◆ What to work on
Take the line that contains "Practice. Put a pin on the grass" and each line after it in the material below, and transcribe them exactly, stopping at the end.

◆ Material for the task
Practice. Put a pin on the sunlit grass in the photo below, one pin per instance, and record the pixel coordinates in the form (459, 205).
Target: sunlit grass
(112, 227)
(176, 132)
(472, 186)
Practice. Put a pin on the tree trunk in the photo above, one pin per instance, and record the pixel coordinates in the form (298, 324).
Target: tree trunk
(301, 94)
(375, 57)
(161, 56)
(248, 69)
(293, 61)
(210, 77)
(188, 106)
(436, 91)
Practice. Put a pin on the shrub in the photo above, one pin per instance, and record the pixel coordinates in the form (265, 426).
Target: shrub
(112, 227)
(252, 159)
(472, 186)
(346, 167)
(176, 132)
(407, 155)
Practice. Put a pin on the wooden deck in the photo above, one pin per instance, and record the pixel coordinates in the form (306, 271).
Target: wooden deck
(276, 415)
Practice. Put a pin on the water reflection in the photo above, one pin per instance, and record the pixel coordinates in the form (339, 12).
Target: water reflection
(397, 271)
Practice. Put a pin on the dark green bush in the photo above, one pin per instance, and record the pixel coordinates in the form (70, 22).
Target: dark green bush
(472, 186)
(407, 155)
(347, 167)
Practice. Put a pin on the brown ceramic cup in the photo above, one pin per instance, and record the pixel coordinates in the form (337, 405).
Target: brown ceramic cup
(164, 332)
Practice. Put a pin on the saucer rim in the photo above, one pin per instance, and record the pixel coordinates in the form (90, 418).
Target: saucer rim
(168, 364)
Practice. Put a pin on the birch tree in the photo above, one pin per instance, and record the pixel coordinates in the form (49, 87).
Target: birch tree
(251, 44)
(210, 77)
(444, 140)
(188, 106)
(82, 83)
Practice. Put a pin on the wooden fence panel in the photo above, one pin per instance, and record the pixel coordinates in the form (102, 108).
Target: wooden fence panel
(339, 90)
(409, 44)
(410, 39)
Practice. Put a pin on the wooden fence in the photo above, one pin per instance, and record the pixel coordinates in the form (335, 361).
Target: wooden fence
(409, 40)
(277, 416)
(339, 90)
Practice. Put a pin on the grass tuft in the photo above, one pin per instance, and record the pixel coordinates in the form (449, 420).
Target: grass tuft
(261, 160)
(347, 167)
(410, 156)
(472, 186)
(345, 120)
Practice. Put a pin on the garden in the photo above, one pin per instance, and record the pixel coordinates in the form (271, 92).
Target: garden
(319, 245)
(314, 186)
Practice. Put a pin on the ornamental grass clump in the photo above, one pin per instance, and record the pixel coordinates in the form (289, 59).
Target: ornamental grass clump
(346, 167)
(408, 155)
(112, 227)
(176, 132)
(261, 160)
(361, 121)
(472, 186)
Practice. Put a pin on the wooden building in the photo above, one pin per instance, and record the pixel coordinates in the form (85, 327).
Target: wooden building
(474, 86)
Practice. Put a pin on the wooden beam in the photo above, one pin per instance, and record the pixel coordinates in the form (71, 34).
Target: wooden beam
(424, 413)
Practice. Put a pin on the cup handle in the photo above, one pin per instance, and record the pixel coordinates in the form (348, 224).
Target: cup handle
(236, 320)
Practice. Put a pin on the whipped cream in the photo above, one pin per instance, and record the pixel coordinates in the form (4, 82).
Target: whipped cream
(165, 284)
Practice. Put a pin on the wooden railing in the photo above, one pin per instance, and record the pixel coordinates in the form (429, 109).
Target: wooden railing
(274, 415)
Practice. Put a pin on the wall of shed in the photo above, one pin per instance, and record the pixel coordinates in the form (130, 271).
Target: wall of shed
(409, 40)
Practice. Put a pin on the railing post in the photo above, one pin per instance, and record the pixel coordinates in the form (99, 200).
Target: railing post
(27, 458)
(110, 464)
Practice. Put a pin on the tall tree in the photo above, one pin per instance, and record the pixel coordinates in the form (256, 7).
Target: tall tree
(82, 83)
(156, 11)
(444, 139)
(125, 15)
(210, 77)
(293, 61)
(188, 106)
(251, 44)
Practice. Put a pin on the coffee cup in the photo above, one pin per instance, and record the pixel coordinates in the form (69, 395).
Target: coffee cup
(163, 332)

◆ Response to this exercise
Practice. Put a pin on the grass tuft in the photo above, one pin per instance, and record the pixel coordinates in the form (449, 420).
Target: grass tuft
(261, 160)
(347, 167)
(410, 156)
(472, 186)
(345, 120)
Practice. Put a pin on the garden in the photo above, one pin per instance, and record the pixel coordinates in the form (271, 92).
Target: garden
(319, 245)
(314, 186)
Practice. Put a pin on the ornamental grass clump in the photo above, one pin per instance, and record the pixel coordinates in the form (289, 59).
Target: ornamental grass clump
(346, 167)
(408, 155)
(112, 227)
(176, 132)
(261, 160)
(361, 121)
(472, 186)
Practice. Put a pin on the wooden building in the photo above, one pin per instance, and record the pixel coordinates in the form (85, 327).
Target: wooden building
(474, 86)
Practice. Put a pin on the wooden beam in the photo above, one pin per instance, and record the pixel coordinates in the form (71, 34).
Target: wooden beam
(424, 413)
Practice. Put a pin on the cup handle in the photo above, one pin per instance, and record the pixel coordinates in the form (348, 224).
Target: cup handle
(236, 320)
Practice. Put a pin on the whipped cream in the photo above, one pin per instance, and record the pixel coordinates in the form (4, 82).
Target: whipped cream
(165, 284)
Practice. Put a pin on the wooden railing in the photo above, one pin per instance, and record the pixel coordinates in the form (429, 109).
Target: wooden railing
(274, 415)
Practice. Put a pin on the wall of shed in the photo above, one pin per instance, and record the pixel coordinates in the form (130, 271).
Target: wall of shed
(409, 40)
Practice. Put a pin on the railing post in the photo above, one pin per instance, and record the pixel coordinates in the form (99, 200).
Target: railing post
(27, 458)
(110, 464)
Practice. Put a pin on the tall tree in the photo above, one pin per instance, and record the pixel coordinates in the form (256, 7).
Target: tall tree
(82, 83)
(156, 11)
(444, 139)
(125, 15)
(210, 77)
(293, 61)
(188, 106)
(251, 44)
Practice. Put a pin on the coffee cup in the photo above, one pin per instance, and record the pixel coordinates in the form (69, 395).
Target: coffee cup
(163, 332)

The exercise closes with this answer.